* [EXERCISE INPUTS]:
□ □ □

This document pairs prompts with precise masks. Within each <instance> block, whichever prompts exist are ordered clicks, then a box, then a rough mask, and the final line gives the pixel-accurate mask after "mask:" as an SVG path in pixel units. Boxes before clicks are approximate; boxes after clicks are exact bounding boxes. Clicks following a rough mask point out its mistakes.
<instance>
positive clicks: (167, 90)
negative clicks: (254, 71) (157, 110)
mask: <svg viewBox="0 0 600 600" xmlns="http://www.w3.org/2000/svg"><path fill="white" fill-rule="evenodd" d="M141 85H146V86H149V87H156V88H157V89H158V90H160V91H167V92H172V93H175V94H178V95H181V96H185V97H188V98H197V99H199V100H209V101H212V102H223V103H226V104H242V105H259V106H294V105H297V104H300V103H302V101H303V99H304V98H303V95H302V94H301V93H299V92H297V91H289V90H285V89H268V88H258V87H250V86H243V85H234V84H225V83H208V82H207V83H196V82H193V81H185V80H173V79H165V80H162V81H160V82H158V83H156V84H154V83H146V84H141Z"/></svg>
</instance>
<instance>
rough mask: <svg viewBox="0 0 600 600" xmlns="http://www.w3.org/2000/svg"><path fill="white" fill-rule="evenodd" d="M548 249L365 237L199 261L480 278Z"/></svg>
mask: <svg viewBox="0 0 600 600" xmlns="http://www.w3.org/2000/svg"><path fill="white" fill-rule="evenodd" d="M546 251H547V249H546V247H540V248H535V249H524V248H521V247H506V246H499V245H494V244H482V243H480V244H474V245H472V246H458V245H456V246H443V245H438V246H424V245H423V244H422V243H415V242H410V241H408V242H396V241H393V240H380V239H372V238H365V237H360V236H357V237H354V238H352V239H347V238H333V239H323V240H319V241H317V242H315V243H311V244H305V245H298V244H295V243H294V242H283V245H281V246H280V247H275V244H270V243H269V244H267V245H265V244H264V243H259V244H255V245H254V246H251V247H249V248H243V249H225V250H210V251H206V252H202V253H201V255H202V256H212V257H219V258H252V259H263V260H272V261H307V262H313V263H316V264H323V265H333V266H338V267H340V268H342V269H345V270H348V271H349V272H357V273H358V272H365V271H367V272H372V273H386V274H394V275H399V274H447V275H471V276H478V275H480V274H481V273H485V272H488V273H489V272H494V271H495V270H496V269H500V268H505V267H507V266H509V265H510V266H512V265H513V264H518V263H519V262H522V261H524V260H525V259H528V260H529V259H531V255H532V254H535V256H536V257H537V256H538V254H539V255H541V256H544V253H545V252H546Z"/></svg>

□ □ □

* [INSTRUCTION]:
Please copy the listing above line for line, with no changes.

* [REPLY TO THE EXERCISE]:
This document pairs prompts with precise masks. Within each <instance> block, whichever prompts exist are ordered clicks, then a box, then a rough mask, and the final line gives the pixel-accurate mask after "mask:" as an SVG path in pixel units. Boxes before clicks are approximate; boxes after clicks are exact bounding boxes. Clicks following a rough mask point out its mistakes.
<instance>
positive clicks: (167, 90)
negative clicks: (254, 71) (157, 110)
mask: <svg viewBox="0 0 600 600" xmlns="http://www.w3.org/2000/svg"><path fill="white" fill-rule="evenodd" d="M141 85H146V86H149V87H156V88H157V89H158V90H160V91H167V92H172V93H175V94H178V95H181V96H185V97H188V98H197V99H199V100H209V101H212V102H223V103H226V104H242V105H259V106H294V105H297V104H300V103H302V101H303V99H304V98H303V95H302V94H301V93H299V92H297V91H289V90H285V89H268V88H258V87H250V86H243V85H234V84H225V83H208V82H207V83H196V82H193V81H185V80H173V79H165V80H162V81H160V82H158V83H156V84H154V83H146V84H141Z"/></svg>
</instance>
<instance>
rough mask: <svg viewBox="0 0 600 600" xmlns="http://www.w3.org/2000/svg"><path fill="white" fill-rule="evenodd" d="M548 249L365 237L199 261L480 278Z"/></svg>
mask: <svg viewBox="0 0 600 600" xmlns="http://www.w3.org/2000/svg"><path fill="white" fill-rule="evenodd" d="M546 251H547V249H546V247H540V248H535V249H524V248H521V247H506V246H499V245H494V244H482V243H480V244H474V245H472V246H458V245H456V246H443V245H438V246H424V245H423V244H422V243H415V242H410V241H408V242H396V241H393V240H380V239H372V238H365V237H360V236H357V237H354V238H352V239H347V238H333V239H323V240H319V241H317V242H315V243H311V244H305V245H298V244H295V243H294V242H283V245H281V246H280V247H275V244H270V243H269V244H267V245H265V244H264V243H259V244H255V245H254V246H251V247H249V248H243V249H225V250H210V251H206V252H202V253H201V255H202V256H212V257H219V258H252V259H263V260H272V261H307V262H313V263H316V264H323V265H333V266H338V267H340V268H342V269H345V270H348V271H349V272H357V273H358V272H365V271H367V272H372V273H386V274H394V275H399V274H447V275H471V276H478V275H480V274H481V273H485V272H488V273H489V272H494V271H495V270H496V269H500V268H505V267H507V266H509V265H510V266H512V265H513V264H518V263H519V262H522V261H524V260H525V259H528V260H529V259H531V255H532V254H535V256H536V257H537V256H538V254H539V255H541V256H544V253H545V252H546Z"/></svg>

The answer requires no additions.